23° Dimanche du TO (C) Lc 14, 25-33

Frères et sœurs, quelle est la Bonne Nouvelle aujourd'hui pour nous ? À quoi nous invite Jésus ? À mieux faire nos comptes ? À mieux faire nos budgets prévisionnels ? À cet exercice périlleux qui met la politique sens dessus dessous et notre pays en péril ? Cet évangile aujourd'hui est-il pour Monsieur Bayrou, pour les députés, pour les bâtisseurs d'empire et les rois belliqueux, ou pour nous, pour moi ici présent ?

Écoutons la phrase de Jésus qui résonne deux fois dans notre évangile, avant et après les paraboles du bâtisseur imprévoyant (M. Bayrou), et du roi belliqueux (M. Mélenchon) : celui-là « ne peut pas être mon disciple » ! Un tel homme « ne peut pas être mon disciple. » Il s'agit bel et bien de deux contre-exemples.
Le projet d'être disciple ne se construit pas comme les autres projets, il ne relève pas de la bonne gestion, de la sage économie, il ne relève pas non plus de la politique ou de la stratégie. On ne devient pas disciple parce qu'on a les moyens de le devenir, parce qu'on a les moyens de ses désirs. Personne ne devient disciple par ses propres moyens…
Mais écoutons mieux la deuxième fois où Jésus dit cela: « celui qui ne renonce pas à TOUS ses biens ne peut pas être mon disciple ». Renoncer à TOUS ses biens ?! La première fois, Jésus parlait même de renoncer au bien suprême qu'est la famille, père, mère, femme, enfants… Est-ce que ce n'est pas révoltant ?

Et pourtant Jésus ici exprime quelque chose comme un fondement biblique : pensez à l'appel d'Abraham, à l'élection d'Abraham. Dieu ne dit pas à son élu 'Voilà, je t'ai choisi, tu es mon préféré et je vais te cocooner, tu vas voir les beaux cadeaux que je vais te faire !' Il lui dit: « Pars, fais tes valises, quitte ta famille, ta parenté… » Choisir, c'est toujours renoncer. Aimer une femme pour la vie, c'est renoncer à toutes les autres. Choisir le Dieu de Jésus, c'est renoncer à toutes les idoles.

Souvent, les paroles les plus contrariantes dans la Bible sont d'abord, et surtout, des obligations de choisir, des injonctions à choisir, à décider. Décider, c'est-à-dire engager sa liberté, devenir un peu plus libre en s'engageant. C'est si facile de rester sur la touche en critiquant, sans prendre de risque. Or, comme le dit un poète, « décider, c'est déjà mourir ».
L'étymologie le dit, et notre oreille aussi : dé-cider et dé-céder ont la même étymologie. Et c'est pourquoi on préfère souvent réserver sa décision pour plus tard, ne pas choisir si vite. On préfère attendre d'avoir toutes les cartes en main.

··········

Consigne – D'après l'homélie, pourquoi les paraboles du bâtisseur imprévoyant et du roi belliqueux sont-elles présentées comme deux contre-exemples ? Répondez en une à trois phrases.

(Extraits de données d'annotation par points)

··········

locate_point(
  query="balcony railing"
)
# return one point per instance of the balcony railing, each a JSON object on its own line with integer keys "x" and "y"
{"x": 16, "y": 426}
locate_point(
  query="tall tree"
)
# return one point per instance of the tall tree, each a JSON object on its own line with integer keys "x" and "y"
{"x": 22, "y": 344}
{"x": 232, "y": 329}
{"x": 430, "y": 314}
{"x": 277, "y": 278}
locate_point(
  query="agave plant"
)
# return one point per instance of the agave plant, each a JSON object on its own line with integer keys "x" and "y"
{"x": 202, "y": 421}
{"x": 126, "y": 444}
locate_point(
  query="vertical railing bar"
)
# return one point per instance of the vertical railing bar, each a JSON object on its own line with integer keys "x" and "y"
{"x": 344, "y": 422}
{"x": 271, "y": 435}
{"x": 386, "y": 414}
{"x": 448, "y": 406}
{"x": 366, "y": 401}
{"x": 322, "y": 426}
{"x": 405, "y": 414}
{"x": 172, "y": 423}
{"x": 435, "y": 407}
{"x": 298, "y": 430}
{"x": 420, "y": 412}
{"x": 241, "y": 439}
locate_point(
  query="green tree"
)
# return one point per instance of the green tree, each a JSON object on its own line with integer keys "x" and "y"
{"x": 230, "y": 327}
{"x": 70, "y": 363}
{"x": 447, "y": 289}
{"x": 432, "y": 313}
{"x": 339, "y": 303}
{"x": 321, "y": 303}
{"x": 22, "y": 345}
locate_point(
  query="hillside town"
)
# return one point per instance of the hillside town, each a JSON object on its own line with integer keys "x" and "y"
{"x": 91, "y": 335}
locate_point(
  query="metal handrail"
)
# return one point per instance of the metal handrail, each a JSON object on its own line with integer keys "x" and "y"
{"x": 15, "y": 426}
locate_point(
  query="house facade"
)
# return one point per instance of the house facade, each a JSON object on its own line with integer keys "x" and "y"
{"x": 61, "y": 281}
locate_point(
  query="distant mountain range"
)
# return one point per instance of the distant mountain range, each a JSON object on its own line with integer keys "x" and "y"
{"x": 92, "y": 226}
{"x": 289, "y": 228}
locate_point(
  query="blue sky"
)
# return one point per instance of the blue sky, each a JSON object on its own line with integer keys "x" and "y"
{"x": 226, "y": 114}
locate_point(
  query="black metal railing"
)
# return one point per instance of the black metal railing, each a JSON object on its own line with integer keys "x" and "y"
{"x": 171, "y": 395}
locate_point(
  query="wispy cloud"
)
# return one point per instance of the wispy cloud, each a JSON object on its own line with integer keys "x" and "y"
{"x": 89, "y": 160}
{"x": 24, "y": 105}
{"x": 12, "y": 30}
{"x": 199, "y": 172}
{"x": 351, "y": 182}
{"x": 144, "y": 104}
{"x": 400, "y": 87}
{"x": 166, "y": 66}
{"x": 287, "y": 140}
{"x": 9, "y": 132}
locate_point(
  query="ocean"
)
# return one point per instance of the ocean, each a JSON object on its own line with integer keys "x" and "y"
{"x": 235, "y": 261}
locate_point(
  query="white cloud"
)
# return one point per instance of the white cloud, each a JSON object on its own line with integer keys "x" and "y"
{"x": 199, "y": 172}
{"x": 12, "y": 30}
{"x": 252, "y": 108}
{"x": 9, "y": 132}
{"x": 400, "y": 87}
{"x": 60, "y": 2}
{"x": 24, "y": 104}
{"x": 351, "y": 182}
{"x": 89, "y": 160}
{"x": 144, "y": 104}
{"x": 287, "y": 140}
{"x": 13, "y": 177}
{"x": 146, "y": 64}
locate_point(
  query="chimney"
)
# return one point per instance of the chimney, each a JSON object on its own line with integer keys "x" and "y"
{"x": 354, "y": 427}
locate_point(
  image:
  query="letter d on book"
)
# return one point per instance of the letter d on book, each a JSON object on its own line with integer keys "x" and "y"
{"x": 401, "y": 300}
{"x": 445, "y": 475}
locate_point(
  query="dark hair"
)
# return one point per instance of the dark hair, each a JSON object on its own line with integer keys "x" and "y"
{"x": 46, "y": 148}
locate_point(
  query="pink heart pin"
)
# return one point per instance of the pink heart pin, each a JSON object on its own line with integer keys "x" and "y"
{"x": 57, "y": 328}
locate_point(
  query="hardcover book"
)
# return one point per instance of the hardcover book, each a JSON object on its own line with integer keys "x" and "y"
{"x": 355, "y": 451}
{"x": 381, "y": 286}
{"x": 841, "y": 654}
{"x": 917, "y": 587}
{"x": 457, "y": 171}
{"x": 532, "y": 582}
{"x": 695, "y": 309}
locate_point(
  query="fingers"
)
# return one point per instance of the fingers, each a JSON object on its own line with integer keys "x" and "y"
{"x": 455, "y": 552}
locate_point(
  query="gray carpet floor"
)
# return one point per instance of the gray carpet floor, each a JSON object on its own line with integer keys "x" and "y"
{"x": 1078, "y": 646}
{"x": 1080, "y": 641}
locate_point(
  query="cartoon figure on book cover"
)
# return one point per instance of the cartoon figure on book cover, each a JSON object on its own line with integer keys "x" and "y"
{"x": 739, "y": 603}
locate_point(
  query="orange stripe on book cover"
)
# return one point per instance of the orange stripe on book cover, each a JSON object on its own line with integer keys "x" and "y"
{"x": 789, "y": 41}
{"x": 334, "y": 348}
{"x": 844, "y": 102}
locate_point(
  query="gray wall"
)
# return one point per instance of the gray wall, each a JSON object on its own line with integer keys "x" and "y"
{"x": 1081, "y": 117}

··········

Réponse attendue – La phrase de Jésus « ne peut pas être mon disciple » résonne avant et après ces deux paraboles, et elle s'applique à ces deux personnages. L'homélie en conclut que devenir disciple ne relève ni de la bonne gestion ni de la stratégie : personne ne le devient par ses propres moyens.